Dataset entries
>> START
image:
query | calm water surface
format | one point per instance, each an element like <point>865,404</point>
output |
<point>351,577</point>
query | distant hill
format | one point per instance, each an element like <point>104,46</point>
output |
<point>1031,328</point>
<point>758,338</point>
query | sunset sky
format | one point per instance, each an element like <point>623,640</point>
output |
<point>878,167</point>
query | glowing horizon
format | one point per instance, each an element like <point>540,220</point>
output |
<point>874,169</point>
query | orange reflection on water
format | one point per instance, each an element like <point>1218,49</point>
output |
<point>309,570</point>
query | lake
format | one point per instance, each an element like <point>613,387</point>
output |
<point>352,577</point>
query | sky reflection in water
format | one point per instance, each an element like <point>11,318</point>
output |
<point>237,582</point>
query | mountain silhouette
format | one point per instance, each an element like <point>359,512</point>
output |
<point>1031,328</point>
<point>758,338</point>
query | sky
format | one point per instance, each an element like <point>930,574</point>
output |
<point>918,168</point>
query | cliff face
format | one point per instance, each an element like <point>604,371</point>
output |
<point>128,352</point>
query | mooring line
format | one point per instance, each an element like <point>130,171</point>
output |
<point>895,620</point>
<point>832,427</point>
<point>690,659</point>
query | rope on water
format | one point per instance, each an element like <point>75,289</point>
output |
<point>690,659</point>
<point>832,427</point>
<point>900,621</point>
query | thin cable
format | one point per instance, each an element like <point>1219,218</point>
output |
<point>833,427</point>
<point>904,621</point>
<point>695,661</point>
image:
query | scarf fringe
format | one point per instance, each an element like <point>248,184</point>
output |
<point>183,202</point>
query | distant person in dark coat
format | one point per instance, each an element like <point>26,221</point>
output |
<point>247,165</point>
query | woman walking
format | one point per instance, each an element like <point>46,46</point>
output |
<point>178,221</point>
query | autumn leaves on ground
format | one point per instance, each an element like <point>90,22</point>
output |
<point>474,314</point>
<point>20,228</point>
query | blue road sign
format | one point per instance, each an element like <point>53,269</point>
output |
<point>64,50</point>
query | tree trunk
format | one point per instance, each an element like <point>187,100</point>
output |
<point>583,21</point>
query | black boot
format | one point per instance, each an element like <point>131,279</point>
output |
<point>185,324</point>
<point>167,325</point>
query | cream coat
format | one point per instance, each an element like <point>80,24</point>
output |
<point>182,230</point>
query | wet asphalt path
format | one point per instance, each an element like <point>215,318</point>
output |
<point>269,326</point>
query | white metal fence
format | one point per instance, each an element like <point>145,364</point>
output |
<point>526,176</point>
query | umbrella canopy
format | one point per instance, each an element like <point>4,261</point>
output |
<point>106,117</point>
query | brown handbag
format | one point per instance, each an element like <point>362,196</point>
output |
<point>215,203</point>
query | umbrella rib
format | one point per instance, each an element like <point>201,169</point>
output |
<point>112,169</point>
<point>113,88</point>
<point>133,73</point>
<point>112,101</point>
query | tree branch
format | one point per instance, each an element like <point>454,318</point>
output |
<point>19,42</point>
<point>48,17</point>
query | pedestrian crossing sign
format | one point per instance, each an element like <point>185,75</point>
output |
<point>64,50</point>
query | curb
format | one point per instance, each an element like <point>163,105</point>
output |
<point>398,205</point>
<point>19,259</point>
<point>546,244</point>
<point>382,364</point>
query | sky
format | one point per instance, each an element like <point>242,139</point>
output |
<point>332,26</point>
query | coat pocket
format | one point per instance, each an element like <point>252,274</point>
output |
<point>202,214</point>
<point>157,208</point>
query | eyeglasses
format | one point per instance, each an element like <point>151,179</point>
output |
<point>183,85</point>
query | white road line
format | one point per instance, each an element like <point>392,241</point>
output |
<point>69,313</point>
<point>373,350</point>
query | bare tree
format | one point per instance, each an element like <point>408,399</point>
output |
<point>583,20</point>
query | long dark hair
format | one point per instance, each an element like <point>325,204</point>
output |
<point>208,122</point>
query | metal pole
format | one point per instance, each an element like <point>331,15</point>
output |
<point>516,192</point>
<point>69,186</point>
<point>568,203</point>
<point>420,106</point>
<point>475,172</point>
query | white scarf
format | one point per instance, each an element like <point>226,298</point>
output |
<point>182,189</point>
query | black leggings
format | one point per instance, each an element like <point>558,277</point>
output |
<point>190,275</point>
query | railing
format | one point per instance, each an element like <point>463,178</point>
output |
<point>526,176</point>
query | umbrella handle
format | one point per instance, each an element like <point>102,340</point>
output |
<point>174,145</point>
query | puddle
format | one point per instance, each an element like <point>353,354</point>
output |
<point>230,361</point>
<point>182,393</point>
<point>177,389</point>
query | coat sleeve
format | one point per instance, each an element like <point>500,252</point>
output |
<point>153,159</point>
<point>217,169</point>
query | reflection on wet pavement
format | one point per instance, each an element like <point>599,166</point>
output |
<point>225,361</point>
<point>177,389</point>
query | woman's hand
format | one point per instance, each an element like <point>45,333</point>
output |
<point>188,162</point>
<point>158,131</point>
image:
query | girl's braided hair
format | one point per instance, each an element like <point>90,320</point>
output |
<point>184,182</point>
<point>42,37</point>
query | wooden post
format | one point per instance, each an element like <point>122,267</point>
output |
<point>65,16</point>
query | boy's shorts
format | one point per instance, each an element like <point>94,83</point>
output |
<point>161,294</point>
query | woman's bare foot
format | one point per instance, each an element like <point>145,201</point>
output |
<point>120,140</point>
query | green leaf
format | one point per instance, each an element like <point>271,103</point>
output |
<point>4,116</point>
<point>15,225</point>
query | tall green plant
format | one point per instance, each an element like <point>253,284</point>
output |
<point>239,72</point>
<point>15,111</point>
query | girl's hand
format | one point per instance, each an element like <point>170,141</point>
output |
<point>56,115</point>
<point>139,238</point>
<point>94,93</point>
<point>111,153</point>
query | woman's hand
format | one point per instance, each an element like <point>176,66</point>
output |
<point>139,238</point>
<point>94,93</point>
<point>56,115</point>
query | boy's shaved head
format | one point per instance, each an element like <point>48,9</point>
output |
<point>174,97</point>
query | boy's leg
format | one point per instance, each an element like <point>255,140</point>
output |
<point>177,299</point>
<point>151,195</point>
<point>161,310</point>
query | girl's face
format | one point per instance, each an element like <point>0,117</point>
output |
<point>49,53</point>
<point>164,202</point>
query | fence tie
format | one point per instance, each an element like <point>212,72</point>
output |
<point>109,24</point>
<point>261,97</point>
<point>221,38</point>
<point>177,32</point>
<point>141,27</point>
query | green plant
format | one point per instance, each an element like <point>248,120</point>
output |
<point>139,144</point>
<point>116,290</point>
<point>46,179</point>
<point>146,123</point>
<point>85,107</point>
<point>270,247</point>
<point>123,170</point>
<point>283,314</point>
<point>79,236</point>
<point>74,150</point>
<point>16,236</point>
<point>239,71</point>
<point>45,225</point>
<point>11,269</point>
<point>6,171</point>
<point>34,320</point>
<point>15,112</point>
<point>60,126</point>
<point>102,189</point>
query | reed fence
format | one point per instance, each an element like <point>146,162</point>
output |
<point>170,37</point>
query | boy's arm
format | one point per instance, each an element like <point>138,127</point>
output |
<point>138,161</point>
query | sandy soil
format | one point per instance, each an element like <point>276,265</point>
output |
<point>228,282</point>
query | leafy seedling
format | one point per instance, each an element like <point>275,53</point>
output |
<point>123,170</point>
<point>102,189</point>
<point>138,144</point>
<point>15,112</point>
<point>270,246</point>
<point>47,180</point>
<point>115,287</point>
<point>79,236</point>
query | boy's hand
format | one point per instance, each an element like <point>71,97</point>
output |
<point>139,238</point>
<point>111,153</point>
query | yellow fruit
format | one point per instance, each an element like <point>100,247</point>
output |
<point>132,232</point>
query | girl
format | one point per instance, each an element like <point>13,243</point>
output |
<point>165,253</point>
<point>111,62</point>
>> END
STATED GOAL
Reproduce every line from the one containing "query | umbrella canopy" up to and including the one containing "<point>190,275</point>", offsetting each coordinate in the answer points by 143. Leave the sample points in the format lines unchanged.

TASK RESULT
query | umbrella canopy
format | one point per instance, each an element like <point>4,261</point>
output |
<point>249,260</point>
query | brown handbag
format | one point per instance, each an element like <point>362,196</point>
output |
<point>358,346</point>
query | umbrella rib
format | one point per instance, each an element like <point>201,169</point>
output |
<point>255,312</point>
<point>256,231</point>
<point>276,216</point>
<point>255,244</point>
query | tree branch
format | one point per instance, each an element like <point>454,318</point>
output |
<point>162,185</point>
<point>191,160</point>
query | pedestrian crossing sign
format | one point per instance, each an element like <point>185,75</point>
output |
<point>207,193</point>
query | curb
format | one point per instance, each an element like <point>163,105</point>
output |
<point>541,348</point>
<point>162,402</point>
<point>689,387</point>
<point>525,507</point>
query | sky
format | one point per instance, each an element like <point>242,139</point>
output |
<point>475,169</point>
query | coat pocket
format | one point per instance, each an element like <point>252,274</point>
output |
<point>345,357</point>
<point>300,351</point>
query | eyeglasses
format | one point per instance, each an element like <point>151,179</point>
output |
<point>326,228</point>
query | white road line
format | one point per instance, each an element like <point>392,241</point>
output |
<point>212,456</point>
<point>516,493</point>
query | bare tree
format | one point per instance, each an element like <point>408,399</point>
output |
<point>726,163</point>
query | long dark hair
format | one point per instance, each an element like <point>325,204</point>
output |
<point>351,265</point>
query | metal pole
format | one point per instance, each an element like <point>331,15</point>
output |
<point>659,335</point>
<point>212,329</point>
<point>711,346</point>
<point>563,249</point>
<point>618,315</point>
query | white scarf
format | one point per instance, each an element like <point>226,298</point>
output |
<point>325,332</point>
query | black leggings
format | one point per instance, each an element like <point>558,277</point>
output |
<point>333,418</point>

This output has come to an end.